**** Available data ****
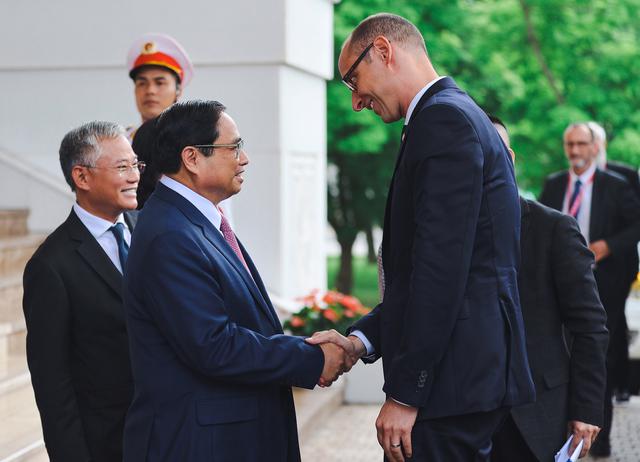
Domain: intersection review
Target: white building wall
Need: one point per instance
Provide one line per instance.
(62, 64)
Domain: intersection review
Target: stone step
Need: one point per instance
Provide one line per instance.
(313, 406)
(13, 338)
(14, 373)
(11, 299)
(13, 222)
(34, 452)
(15, 251)
(21, 431)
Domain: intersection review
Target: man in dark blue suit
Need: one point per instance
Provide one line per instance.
(212, 369)
(449, 328)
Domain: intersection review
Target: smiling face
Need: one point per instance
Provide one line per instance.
(156, 89)
(372, 80)
(104, 191)
(220, 175)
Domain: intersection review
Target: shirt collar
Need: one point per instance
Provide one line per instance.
(586, 175)
(204, 205)
(97, 226)
(414, 101)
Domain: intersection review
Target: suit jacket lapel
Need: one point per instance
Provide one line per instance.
(262, 289)
(559, 192)
(597, 205)
(525, 222)
(440, 85)
(131, 219)
(217, 240)
(93, 254)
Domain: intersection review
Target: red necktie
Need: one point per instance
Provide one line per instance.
(227, 232)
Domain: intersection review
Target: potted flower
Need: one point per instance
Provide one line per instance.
(324, 311)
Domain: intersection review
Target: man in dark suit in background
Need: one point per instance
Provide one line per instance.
(608, 213)
(449, 328)
(557, 289)
(620, 346)
(77, 346)
(212, 369)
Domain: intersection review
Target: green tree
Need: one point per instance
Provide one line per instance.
(537, 64)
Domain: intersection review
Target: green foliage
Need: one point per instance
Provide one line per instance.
(331, 310)
(536, 64)
(590, 49)
(365, 279)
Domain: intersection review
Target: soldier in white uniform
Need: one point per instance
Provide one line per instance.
(160, 68)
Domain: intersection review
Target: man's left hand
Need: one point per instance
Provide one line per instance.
(582, 431)
(394, 425)
(600, 249)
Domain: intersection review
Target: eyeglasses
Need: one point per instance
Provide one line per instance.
(580, 144)
(123, 169)
(239, 146)
(347, 77)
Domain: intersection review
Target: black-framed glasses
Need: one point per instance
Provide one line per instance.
(123, 169)
(347, 77)
(239, 146)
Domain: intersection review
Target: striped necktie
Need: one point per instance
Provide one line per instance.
(123, 247)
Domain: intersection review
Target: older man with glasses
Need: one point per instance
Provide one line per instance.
(77, 346)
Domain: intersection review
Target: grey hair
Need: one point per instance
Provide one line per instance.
(81, 146)
(601, 137)
(395, 28)
(579, 125)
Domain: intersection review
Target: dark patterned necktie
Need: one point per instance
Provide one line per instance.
(123, 247)
(574, 196)
(227, 232)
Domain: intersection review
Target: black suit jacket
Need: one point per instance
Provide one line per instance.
(615, 217)
(77, 346)
(557, 289)
(449, 328)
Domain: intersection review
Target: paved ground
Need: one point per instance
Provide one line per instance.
(349, 435)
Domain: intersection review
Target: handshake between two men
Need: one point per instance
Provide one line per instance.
(340, 354)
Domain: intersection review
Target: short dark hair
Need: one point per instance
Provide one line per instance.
(81, 146)
(394, 27)
(185, 124)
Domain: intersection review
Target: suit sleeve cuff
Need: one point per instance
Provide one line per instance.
(365, 341)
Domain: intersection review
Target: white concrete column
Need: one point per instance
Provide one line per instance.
(62, 64)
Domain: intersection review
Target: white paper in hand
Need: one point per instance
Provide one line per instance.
(563, 453)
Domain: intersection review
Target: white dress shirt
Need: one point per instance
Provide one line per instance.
(204, 205)
(100, 230)
(416, 99)
(584, 214)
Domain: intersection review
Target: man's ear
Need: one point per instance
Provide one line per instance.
(80, 176)
(382, 48)
(190, 159)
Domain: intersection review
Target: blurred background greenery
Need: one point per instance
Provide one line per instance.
(536, 64)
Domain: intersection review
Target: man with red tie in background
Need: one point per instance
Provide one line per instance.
(608, 214)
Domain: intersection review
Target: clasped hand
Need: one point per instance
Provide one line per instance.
(340, 354)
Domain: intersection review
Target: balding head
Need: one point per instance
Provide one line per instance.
(395, 28)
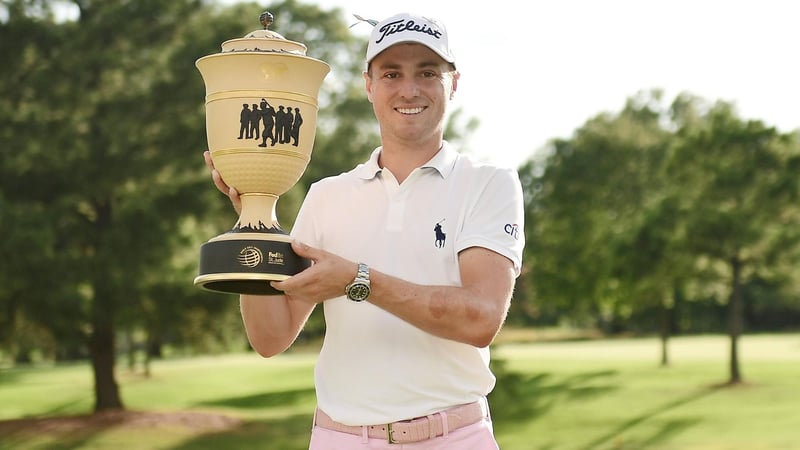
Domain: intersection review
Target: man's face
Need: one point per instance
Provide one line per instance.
(409, 86)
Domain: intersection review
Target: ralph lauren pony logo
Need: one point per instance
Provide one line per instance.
(440, 235)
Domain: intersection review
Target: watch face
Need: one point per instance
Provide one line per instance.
(358, 292)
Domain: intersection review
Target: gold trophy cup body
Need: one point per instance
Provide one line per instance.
(261, 117)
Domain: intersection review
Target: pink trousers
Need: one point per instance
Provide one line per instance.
(478, 436)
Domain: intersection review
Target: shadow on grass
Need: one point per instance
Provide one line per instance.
(667, 430)
(265, 400)
(290, 433)
(518, 398)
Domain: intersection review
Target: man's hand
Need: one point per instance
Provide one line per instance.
(324, 280)
(230, 191)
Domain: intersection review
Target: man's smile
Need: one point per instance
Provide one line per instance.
(416, 110)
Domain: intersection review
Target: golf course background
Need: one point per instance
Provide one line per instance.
(551, 395)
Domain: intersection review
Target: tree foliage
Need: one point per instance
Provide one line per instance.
(104, 193)
(656, 204)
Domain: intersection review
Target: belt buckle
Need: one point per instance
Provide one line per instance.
(389, 435)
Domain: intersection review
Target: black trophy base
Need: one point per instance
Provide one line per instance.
(246, 266)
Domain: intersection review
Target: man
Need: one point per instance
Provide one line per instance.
(413, 262)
****
* What you have to do
Show all lines above containing "dark".

* Task output
Target: man in dark blue suit
Target: man in dark suit in background
Target: dark patterned necktie
Target: short dark hair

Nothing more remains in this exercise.